WHAT IS EXPECTED: From the first line of the data through the line containing "of bare tree.", transcribe each line exactly. Pictures do not belong in the copy.

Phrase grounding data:
____________
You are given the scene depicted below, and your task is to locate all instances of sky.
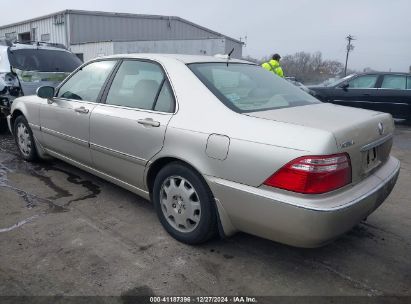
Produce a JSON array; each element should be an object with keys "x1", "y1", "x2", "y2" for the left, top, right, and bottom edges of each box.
[{"x1": 1, "y1": 0, "x2": 410, "y2": 72}]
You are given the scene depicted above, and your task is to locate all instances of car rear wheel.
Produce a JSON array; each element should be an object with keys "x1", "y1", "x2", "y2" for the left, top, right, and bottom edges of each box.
[
  {"x1": 13, "y1": 116, "x2": 37, "y2": 161},
  {"x1": 153, "y1": 162, "x2": 217, "y2": 244}
]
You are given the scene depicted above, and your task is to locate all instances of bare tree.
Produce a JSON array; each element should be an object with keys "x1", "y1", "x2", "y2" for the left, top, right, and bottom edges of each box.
[{"x1": 276, "y1": 51, "x2": 346, "y2": 84}]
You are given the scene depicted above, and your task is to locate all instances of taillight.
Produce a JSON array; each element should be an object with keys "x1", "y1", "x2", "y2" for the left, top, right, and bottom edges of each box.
[{"x1": 263, "y1": 153, "x2": 352, "y2": 194}]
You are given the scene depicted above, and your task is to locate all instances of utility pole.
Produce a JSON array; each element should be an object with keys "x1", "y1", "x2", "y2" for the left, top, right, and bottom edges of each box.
[{"x1": 344, "y1": 34, "x2": 355, "y2": 76}]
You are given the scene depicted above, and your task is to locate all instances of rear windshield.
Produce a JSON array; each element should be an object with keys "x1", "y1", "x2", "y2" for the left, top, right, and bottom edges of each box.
[
  {"x1": 8, "y1": 49, "x2": 82, "y2": 72},
  {"x1": 188, "y1": 63, "x2": 320, "y2": 113}
]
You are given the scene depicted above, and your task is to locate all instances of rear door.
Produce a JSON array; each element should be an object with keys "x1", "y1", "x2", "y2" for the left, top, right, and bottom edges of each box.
[
  {"x1": 330, "y1": 74, "x2": 379, "y2": 109},
  {"x1": 375, "y1": 74, "x2": 411, "y2": 119},
  {"x1": 40, "y1": 60, "x2": 117, "y2": 166},
  {"x1": 89, "y1": 59, "x2": 175, "y2": 189}
]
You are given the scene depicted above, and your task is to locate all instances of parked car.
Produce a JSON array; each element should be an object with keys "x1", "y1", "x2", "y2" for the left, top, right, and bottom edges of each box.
[
  {"x1": 8, "y1": 54, "x2": 400, "y2": 247},
  {"x1": 0, "y1": 39, "x2": 82, "y2": 132},
  {"x1": 310, "y1": 72, "x2": 411, "y2": 122},
  {"x1": 285, "y1": 77, "x2": 315, "y2": 95}
]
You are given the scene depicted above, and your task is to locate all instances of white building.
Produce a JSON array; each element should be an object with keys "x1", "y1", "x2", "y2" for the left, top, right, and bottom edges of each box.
[{"x1": 0, "y1": 10, "x2": 243, "y2": 62}]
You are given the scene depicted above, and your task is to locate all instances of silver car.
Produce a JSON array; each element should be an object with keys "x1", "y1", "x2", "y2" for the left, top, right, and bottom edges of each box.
[{"x1": 7, "y1": 54, "x2": 400, "y2": 247}]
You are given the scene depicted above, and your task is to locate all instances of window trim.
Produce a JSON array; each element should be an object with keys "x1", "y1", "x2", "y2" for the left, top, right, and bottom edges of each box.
[
  {"x1": 99, "y1": 58, "x2": 177, "y2": 114},
  {"x1": 54, "y1": 58, "x2": 121, "y2": 104},
  {"x1": 407, "y1": 76, "x2": 411, "y2": 90}
]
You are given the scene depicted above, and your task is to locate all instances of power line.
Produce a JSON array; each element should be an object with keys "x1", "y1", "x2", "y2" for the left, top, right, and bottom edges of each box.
[{"x1": 344, "y1": 34, "x2": 356, "y2": 76}]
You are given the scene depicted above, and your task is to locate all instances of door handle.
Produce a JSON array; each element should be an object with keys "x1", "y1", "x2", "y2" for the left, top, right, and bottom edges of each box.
[
  {"x1": 137, "y1": 118, "x2": 160, "y2": 127},
  {"x1": 74, "y1": 106, "x2": 89, "y2": 114}
]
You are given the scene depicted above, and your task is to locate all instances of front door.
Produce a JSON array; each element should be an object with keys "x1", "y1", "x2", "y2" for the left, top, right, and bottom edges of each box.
[
  {"x1": 331, "y1": 74, "x2": 379, "y2": 110},
  {"x1": 40, "y1": 60, "x2": 117, "y2": 165},
  {"x1": 90, "y1": 59, "x2": 176, "y2": 189}
]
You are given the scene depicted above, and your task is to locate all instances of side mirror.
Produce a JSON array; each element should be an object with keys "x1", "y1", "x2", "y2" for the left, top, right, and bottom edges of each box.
[
  {"x1": 36, "y1": 86, "x2": 55, "y2": 99},
  {"x1": 339, "y1": 83, "x2": 349, "y2": 90}
]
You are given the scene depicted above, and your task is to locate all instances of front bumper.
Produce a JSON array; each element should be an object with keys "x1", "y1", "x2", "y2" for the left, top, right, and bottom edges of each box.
[{"x1": 206, "y1": 156, "x2": 400, "y2": 248}]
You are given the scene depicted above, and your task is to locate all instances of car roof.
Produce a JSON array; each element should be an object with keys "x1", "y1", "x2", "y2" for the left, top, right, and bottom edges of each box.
[
  {"x1": 354, "y1": 71, "x2": 411, "y2": 76},
  {"x1": 98, "y1": 53, "x2": 253, "y2": 64}
]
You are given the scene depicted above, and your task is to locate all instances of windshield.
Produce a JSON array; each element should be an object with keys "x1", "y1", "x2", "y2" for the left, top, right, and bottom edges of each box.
[
  {"x1": 188, "y1": 63, "x2": 320, "y2": 113},
  {"x1": 8, "y1": 49, "x2": 82, "y2": 72}
]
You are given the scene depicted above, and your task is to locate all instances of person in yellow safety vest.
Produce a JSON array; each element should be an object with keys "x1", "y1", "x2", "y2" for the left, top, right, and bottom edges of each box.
[{"x1": 261, "y1": 53, "x2": 284, "y2": 77}]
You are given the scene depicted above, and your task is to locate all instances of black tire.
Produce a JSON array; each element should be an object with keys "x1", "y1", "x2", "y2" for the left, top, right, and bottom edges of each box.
[
  {"x1": 153, "y1": 162, "x2": 217, "y2": 244},
  {"x1": 0, "y1": 114, "x2": 8, "y2": 133},
  {"x1": 13, "y1": 115, "x2": 37, "y2": 161}
]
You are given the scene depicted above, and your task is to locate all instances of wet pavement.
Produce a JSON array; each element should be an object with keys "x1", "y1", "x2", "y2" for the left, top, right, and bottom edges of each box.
[{"x1": 0, "y1": 124, "x2": 410, "y2": 298}]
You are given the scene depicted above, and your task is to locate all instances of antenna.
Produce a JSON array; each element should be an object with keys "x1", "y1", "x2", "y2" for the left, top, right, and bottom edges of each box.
[{"x1": 227, "y1": 48, "x2": 235, "y2": 66}]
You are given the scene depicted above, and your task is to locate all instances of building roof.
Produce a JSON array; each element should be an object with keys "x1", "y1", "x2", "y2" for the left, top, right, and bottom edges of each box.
[{"x1": 0, "y1": 9, "x2": 243, "y2": 44}]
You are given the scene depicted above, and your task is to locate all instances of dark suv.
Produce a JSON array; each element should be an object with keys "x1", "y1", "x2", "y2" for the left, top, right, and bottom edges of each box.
[{"x1": 310, "y1": 72, "x2": 411, "y2": 122}]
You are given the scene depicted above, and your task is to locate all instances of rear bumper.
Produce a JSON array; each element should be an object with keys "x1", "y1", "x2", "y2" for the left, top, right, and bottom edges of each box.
[{"x1": 206, "y1": 156, "x2": 400, "y2": 247}]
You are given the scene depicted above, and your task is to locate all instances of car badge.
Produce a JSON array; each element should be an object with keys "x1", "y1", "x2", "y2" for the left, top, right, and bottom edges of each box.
[
  {"x1": 378, "y1": 122, "x2": 384, "y2": 135},
  {"x1": 341, "y1": 140, "x2": 354, "y2": 148}
]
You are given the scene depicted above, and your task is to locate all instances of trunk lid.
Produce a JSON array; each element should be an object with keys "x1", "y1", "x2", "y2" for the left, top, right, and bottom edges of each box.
[{"x1": 246, "y1": 103, "x2": 394, "y2": 184}]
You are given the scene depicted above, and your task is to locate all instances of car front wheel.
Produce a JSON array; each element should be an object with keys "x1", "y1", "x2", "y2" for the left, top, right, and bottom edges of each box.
[
  {"x1": 13, "y1": 115, "x2": 37, "y2": 161},
  {"x1": 153, "y1": 162, "x2": 217, "y2": 244}
]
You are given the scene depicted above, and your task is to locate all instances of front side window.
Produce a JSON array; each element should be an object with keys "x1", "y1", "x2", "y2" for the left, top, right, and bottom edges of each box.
[
  {"x1": 57, "y1": 60, "x2": 116, "y2": 102},
  {"x1": 106, "y1": 60, "x2": 174, "y2": 112},
  {"x1": 188, "y1": 63, "x2": 319, "y2": 113},
  {"x1": 348, "y1": 75, "x2": 378, "y2": 88},
  {"x1": 381, "y1": 75, "x2": 406, "y2": 90},
  {"x1": 407, "y1": 77, "x2": 411, "y2": 90}
]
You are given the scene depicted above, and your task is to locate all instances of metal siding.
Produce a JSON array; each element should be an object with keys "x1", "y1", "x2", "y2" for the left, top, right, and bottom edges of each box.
[
  {"x1": 0, "y1": 11, "x2": 242, "y2": 58},
  {"x1": 224, "y1": 39, "x2": 243, "y2": 58},
  {"x1": 70, "y1": 42, "x2": 114, "y2": 62},
  {"x1": 0, "y1": 15, "x2": 67, "y2": 45},
  {"x1": 69, "y1": 13, "x2": 222, "y2": 44},
  {"x1": 112, "y1": 39, "x2": 226, "y2": 56}
]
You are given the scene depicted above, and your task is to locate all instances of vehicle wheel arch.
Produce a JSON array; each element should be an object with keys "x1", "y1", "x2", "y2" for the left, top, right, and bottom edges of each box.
[
  {"x1": 146, "y1": 156, "x2": 205, "y2": 196},
  {"x1": 11, "y1": 109, "x2": 25, "y2": 129},
  {"x1": 146, "y1": 156, "x2": 233, "y2": 239}
]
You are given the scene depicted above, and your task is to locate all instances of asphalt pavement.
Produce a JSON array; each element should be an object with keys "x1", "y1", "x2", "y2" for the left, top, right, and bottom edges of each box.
[{"x1": 0, "y1": 124, "x2": 410, "y2": 299}]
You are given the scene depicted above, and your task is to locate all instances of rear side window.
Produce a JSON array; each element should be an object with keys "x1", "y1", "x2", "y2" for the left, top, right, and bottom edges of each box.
[
  {"x1": 8, "y1": 49, "x2": 82, "y2": 72},
  {"x1": 381, "y1": 75, "x2": 406, "y2": 89},
  {"x1": 348, "y1": 75, "x2": 378, "y2": 88},
  {"x1": 154, "y1": 81, "x2": 175, "y2": 112},
  {"x1": 106, "y1": 60, "x2": 174, "y2": 112},
  {"x1": 407, "y1": 77, "x2": 411, "y2": 90},
  {"x1": 57, "y1": 60, "x2": 116, "y2": 102}
]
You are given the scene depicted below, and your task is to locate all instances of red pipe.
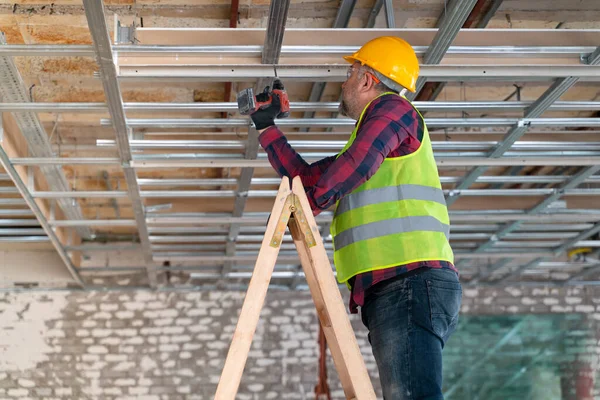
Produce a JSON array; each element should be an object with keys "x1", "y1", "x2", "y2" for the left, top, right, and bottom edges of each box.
[
  {"x1": 314, "y1": 324, "x2": 331, "y2": 400},
  {"x1": 222, "y1": 0, "x2": 240, "y2": 118}
]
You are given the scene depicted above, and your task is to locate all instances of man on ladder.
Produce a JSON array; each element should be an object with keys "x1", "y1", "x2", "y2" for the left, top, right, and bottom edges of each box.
[{"x1": 250, "y1": 36, "x2": 462, "y2": 400}]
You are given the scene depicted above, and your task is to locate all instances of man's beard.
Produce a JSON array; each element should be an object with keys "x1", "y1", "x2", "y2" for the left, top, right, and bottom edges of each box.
[
  {"x1": 338, "y1": 89, "x2": 356, "y2": 119},
  {"x1": 338, "y1": 98, "x2": 351, "y2": 117}
]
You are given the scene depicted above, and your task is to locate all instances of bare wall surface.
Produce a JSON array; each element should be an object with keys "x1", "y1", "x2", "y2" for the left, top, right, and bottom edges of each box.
[
  {"x1": 0, "y1": 290, "x2": 377, "y2": 399},
  {"x1": 0, "y1": 286, "x2": 599, "y2": 399},
  {"x1": 0, "y1": 251, "x2": 74, "y2": 287}
]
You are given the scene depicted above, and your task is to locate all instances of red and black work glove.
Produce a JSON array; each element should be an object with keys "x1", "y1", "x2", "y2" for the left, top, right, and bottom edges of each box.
[{"x1": 250, "y1": 84, "x2": 282, "y2": 130}]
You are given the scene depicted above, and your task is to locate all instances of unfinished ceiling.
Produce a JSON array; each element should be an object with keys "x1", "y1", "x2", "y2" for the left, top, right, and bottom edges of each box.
[{"x1": 0, "y1": 0, "x2": 599, "y2": 290}]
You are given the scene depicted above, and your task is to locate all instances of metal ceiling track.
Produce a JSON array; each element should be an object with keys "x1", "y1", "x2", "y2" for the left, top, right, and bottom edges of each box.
[
  {"x1": 0, "y1": 145, "x2": 84, "y2": 286},
  {"x1": 10, "y1": 156, "x2": 600, "y2": 168},
  {"x1": 222, "y1": 0, "x2": 291, "y2": 279},
  {"x1": 3, "y1": 44, "x2": 598, "y2": 58},
  {"x1": 0, "y1": 35, "x2": 92, "y2": 240},
  {"x1": 2, "y1": 28, "x2": 600, "y2": 52},
  {"x1": 448, "y1": 46, "x2": 600, "y2": 206},
  {"x1": 300, "y1": 0, "x2": 356, "y2": 132},
  {"x1": 408, "y1": 0, "x2": 479, "y2": 100},
  {"x1": 2, "y1": 100, "x2": 599, "y2": 113},
  {"x1": 116, "y1": 65, "x2": 600, "y2": 81},
  {"x1": 108, "y1": 28, "x2": 600, "y2": 83},
  {"x1": 23, "y1": 187, "x2": 600, "y2": 199},
  {"x1": 82, "y1": 0, "x2": 157, "y2": 287},
  {"x1": 101, "y1": 116, "x2": 600, "y2": 128},
  {"x1": 90, "y1": 139, "x2": 600, "y2": 152}
]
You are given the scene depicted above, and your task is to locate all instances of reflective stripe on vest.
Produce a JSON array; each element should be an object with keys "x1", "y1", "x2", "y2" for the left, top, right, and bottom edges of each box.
[
  {"x1": 334, "y1": 215, "x2": 450, "y2": 251},
  {"x1": 335, "y1": 184, "x2": 446, "y2": 217}
]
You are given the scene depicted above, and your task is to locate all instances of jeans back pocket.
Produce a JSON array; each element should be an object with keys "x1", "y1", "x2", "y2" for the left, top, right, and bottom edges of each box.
[{"x1": 426, "y1": 276, "x2": 462, "y2": 343}]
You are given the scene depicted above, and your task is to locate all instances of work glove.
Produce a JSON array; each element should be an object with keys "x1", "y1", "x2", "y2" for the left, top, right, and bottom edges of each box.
[{"x1": 250, "y1": 83, "x2": 283, "y2": 130}]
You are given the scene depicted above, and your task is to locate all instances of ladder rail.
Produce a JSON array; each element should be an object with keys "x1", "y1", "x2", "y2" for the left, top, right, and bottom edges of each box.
[{"x1": 214, "y1": 178, "x2": 292, "y2": 400}]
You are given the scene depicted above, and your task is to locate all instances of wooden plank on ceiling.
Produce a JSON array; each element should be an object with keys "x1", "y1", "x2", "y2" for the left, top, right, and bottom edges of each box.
[{"x1": 134, "y1": 28, "x2": 600, "y2": 47}]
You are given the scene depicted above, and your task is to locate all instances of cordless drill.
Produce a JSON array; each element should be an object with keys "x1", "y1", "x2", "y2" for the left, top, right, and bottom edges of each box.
[{"x1": 237, "y1": 79, "x2": 290, "y2": 118}]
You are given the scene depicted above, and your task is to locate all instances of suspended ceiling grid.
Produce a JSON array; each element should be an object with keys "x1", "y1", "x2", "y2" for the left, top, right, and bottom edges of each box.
[{"x1": 0, "y1": 0, "x2": 599, "y2": 290}]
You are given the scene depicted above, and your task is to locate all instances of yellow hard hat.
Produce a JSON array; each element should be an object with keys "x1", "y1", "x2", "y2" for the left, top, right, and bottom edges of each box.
[{"x1": 343, "y1": 36, "x2": 419, "y2": 92}]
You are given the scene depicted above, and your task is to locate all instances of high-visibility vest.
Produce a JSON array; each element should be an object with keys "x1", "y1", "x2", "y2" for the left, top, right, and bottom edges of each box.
[{"x1": 331, "y1": 93, "x2": 454, "y2": 284}]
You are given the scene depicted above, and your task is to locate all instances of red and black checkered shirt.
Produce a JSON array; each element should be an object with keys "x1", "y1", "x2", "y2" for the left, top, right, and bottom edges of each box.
[{"x1": 258, "y1": 94, "x2": 457, "y2": 313}]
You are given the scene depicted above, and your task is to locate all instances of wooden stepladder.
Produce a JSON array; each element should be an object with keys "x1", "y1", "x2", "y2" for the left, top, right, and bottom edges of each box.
[{"x1": 214, "y1": 176, "x2": 376, "y2": 400}]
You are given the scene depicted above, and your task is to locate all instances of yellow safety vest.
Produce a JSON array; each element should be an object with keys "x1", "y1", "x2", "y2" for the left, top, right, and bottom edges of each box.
[{"x1": 331, "y1": 93, "x2": 454, "y2": 284}]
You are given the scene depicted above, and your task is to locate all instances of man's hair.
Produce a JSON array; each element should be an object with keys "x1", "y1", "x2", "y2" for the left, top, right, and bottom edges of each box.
[{"x1": 358, "y1": 65, "x2": 407, "y2": 96}]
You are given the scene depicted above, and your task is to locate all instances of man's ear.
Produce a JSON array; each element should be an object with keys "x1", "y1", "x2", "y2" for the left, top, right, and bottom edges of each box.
[{"x1": 360, "y1": 72, "x2": 377, "y2": 93}]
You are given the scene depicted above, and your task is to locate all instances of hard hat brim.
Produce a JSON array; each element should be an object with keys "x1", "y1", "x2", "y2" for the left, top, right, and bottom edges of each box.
[{"x1": 343, "y1": 55, "x2": 358, "y2": 64}]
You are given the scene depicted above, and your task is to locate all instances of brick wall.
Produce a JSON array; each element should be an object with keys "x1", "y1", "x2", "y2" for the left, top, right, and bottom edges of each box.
[{"x1": 0, "y1": 285, "x2": 598, "y2": 400}]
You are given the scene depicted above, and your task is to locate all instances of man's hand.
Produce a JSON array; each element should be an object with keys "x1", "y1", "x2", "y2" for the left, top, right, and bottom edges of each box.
[{"x1": 250, "y1": 85, "x2": 282, "y2": 131}]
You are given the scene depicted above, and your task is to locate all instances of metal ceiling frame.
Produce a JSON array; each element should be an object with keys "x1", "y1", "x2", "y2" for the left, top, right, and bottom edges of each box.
[
  {"x1": 22, "y1": 187, "x2": 600, "y2": 199},
  {"x1": 82, "y1": 0, "x2": 156, "y2": 287},
  {"x1": 0, "y1": 144, "x2": 84, "y2": 286},
  {"x1": 450, "y1": 46, "x2": 600, "y2": 278},
  {"x1": 383, "y1": 0, "x2": 395, "y2": 28},
  {"x1": 3, "y1": 43, "x2": 599, "y2": 57},
  {"x1": 0, "y1": 34, "x2": 92, "y2": 240},
  {"x1": 222, "y1": 0, "x2": 291, "y2": 280},
  {"x1": 116, "y1": 65, "x2": 600, "y2": 81},
  {"x1": 470, "y1": 166, "x2": 600, "y2": 281},
  {"x1": 407, "y1": 0, "x2": 479, "y2": 99},
  {"x1": 415, "y1": 0, "x2": 504, "y2": 103},
  {"x1": 448, "y1": 47, "x2": 600, "y2": 205},
  {"x1": 300, "y1": 0, "x2": 356, "y2": 130},
  {"x1": 103, "y1": 116, "x2": 600, "y2": 128},
  {"x1": 9, "y1": 155, "x2": 600, "y2": 168},
  {"x1": 477, "y1": 0, "x2": 504, "y2": 29},
  {"x1": 0, "y1": 100, "x2": 599, "y2": 113},
  {"x1": 0, "y1": 2, "x2": 598, "y2": 289}
]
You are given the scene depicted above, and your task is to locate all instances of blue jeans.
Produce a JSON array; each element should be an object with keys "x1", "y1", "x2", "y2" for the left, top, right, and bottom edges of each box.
[{"x1": 360, "y1": 268, "x2": 462, "y2": 400}]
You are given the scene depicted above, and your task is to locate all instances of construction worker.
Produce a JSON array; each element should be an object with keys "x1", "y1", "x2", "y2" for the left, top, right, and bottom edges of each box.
[{"x1": 250, "y1": 36, "x2": 462, "y2": 400}]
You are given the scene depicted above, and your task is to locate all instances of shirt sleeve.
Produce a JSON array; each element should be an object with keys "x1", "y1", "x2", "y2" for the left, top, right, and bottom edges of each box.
[
  {"x1": 258, "y1": 126, "x2": 336, "y2": 188},
  {"x1": 304, "y1": 114, "x2": 410, "y2": 215}
]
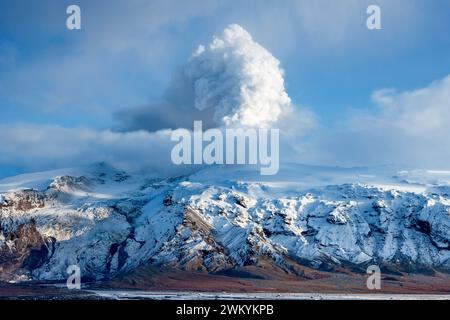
____________
YOUR RESPONSE:
You are given the scene depicted below, and your task is to locate all instances of sky.
Produce a JSON array; each element should be an object with keys "x1", "y1", "x2", "y2" for the left, top, right, and bottom edges of each box.
[{"x1": 1, "y1": 0, "x2": 410, "y2": 72}]
You are given the scene depicted above, and your task is to locate all instances of car rear wheel.
Produce a JSON array; each element should be an object with keys "x1", "y1", "x2", "y2" for the left, top, right, and bottom edges of each box.
[
  {"x1": 13, "y1": 116, "x2": 37, "y2": 161},
  {"x1": 153, "y1": 162, "x2": 217, "y2": 244}
]
You are given the scene depicted above, and your task is to locate all instances of bare tree.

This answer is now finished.